Text segment –
○ ○ ○ ○
Benefits of Integrated, Open and Shared Water Data

(i) A common foundation for decision-making
By providing a common foundation of facts, better availability and use of public data can reduce litigation, build trust, and support consensus-building between stakeholders.

(ii) Improved analysis allowing better planning and decision-making
Water data is required to assess whether water systems are being managed sustainably, and to guide real-time decisions, along with rapid forecasting of future conditions. Open, integrated and shared data reduces the time analysts spend locating, cleaning, and estimating data, allowing them to instead spend time and resources on analysis more directly related to management decisions and forecasting.

(iii) Increased precision across sectors and purposes
Better data improves the information base for the myriad of decisions affecting water, making the decisions and resulting actions more effective for their intended purposes.

(iv) Creating space for innovation
Better integration of data about water systems supports innovation in water management and associated technologies. Data should be considered necessary infrastructure for 21st century water management, creating opportunities for innovation in ways that cannot be anticipated at the outset.

(v) Public engagement and education
Data visualizations and interfaces can be a powerful tool for public engagement, making water issues relevant and resonant.

Major Data Groups

(i) Water Quantity
Data describing how much water is available, such as groundwater levels, reservoir levels, aquifer properties, streamflow, and rural/urban water bodies such as lakes, ponds and tanks.

(ii) Water Quality
Data related to the chemical or biological condition of the water including field parameters, chemistry measurements, and ecological data of both surface and ground water.

(iii) Water Use
Data related to the usage of water for agriculture, rural drinking water supply, municipal supply, industrial applications and more.

(iv) Water Planning
Essential data related to national, basin, state, district, municipal and village level planning.
○ ○ ○ ○
Things to do –
(A) Duplicate the water data text starting at "Benefits of Integrated, Open" and ending at "decisions and forecasting.".
(B) In the water data text, what should data be considered for 21st century water management?

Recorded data
○ ○ ○ ○
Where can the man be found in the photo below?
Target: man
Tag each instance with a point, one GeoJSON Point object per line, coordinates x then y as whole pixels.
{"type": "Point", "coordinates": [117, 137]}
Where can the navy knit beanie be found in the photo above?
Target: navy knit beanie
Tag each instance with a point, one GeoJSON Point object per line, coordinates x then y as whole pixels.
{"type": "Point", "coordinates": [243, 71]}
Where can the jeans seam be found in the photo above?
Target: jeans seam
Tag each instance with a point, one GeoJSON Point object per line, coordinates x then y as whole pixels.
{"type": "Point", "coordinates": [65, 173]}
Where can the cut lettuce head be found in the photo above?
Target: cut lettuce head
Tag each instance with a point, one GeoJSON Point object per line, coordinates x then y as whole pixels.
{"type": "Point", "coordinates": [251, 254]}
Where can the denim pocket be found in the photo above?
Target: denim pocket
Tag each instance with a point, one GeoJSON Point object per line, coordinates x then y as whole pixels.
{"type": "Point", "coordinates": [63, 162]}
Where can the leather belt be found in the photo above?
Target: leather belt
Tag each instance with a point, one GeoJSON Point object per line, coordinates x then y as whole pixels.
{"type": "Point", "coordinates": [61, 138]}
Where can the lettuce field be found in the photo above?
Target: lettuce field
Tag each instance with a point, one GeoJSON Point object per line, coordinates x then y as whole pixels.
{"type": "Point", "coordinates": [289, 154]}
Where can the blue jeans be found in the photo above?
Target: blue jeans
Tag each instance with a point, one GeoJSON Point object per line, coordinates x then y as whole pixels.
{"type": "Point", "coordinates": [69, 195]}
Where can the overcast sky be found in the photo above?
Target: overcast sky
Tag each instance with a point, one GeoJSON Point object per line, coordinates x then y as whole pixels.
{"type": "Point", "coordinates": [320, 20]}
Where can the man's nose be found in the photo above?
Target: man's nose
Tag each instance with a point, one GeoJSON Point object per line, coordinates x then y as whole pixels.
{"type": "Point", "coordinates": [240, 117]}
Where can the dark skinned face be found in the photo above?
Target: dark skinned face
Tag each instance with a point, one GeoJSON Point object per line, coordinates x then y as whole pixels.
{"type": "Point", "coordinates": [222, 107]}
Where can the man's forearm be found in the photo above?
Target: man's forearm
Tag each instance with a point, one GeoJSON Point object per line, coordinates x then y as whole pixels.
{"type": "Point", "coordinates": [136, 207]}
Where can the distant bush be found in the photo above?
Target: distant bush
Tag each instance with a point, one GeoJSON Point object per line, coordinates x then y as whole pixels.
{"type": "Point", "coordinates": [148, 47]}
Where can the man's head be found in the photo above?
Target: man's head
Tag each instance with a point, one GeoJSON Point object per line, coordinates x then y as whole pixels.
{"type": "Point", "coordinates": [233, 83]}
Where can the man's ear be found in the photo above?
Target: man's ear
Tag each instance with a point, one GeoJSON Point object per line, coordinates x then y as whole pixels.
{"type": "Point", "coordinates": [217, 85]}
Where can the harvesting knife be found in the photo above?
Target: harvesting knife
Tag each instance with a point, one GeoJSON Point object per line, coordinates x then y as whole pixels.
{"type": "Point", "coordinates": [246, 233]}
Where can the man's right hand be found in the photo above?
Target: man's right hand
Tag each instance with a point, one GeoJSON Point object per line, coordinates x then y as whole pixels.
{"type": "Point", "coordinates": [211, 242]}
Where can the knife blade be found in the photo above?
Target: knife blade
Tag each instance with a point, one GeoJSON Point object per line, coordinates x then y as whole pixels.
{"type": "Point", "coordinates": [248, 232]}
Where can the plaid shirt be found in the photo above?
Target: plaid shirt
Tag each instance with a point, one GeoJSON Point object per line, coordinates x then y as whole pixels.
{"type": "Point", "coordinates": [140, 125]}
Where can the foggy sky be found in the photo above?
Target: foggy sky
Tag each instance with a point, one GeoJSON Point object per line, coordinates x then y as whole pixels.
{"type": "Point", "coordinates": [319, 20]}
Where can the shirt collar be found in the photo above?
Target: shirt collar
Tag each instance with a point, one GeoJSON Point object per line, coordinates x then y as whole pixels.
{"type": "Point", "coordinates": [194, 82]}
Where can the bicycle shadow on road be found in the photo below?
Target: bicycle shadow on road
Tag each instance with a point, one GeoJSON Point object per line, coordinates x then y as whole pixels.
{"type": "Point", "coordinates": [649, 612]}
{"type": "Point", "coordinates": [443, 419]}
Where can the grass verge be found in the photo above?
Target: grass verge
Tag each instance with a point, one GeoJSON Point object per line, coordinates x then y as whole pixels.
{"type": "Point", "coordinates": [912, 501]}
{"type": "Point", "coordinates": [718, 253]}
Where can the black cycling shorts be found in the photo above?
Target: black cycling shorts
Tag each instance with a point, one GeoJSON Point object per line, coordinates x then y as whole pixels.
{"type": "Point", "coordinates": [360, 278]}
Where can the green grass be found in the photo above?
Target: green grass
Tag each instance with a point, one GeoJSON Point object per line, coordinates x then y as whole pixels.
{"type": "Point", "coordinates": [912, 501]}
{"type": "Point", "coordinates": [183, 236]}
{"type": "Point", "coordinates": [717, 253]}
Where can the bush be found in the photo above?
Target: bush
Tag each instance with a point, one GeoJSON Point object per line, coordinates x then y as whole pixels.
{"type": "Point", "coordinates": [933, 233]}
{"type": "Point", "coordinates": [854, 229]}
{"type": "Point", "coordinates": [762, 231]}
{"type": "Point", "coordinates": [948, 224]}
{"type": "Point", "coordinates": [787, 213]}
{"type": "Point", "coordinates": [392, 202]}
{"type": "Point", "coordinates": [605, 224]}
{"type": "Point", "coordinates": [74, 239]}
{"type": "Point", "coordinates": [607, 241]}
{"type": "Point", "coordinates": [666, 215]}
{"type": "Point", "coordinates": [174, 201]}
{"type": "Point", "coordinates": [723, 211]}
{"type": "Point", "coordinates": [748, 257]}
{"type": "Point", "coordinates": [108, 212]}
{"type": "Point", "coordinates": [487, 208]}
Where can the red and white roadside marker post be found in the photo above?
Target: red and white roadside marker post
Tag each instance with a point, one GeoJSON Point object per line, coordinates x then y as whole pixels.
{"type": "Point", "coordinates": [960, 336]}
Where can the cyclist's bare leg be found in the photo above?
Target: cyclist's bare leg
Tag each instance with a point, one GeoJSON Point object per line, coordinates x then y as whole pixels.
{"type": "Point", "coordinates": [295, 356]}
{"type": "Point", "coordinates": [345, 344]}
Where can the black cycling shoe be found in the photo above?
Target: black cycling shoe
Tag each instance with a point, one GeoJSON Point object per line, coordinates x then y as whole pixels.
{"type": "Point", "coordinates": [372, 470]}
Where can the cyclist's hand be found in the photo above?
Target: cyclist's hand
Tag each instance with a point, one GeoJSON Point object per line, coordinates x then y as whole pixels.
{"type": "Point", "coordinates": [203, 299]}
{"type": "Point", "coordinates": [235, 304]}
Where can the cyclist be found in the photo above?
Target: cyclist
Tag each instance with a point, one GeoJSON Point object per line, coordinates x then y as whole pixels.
○ ○ ○ ○
Exercise solutions –
(A)
Benefits of Integrated, Open and Shared Water Data

(i) A common foundation for decision-making
By providing a common foundation of facts, better availability and use of public data can reduce litigation, build trust, and support consensus-building between stakeholders.

(ii) Improved analysis allowing better planning and decision-making
Water data is required to assess whether water systems are being managed sustainably, and to guide real-time decisions, along with rapid forecasting of future conditions. Open, integrated and shared data reduces the time analysts spend locating, cleaning, and estimating data, allowing them to instead spend time and resources on analysis more directly related to management decisions and forecasting.

(B) Necessary infrastructure.